** Exercise data follows **

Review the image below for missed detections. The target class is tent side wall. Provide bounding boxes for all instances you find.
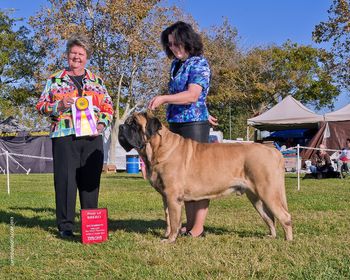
[0,136,53,173]
[324,121,350,149]
[300,122,326,161]
[300,121,350,160]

** End of Exercise data **

**What is needed:** Skipping any pictures, copy the entries exactly as they appear.

**The completed task:**
Review the image below for missed detections. The target class is tent side wall. Provide bounding boxes for all instances you find.
[0,136,53,173]
[324,121,350,149]
[300,122,326,161]
[300,121,350,160]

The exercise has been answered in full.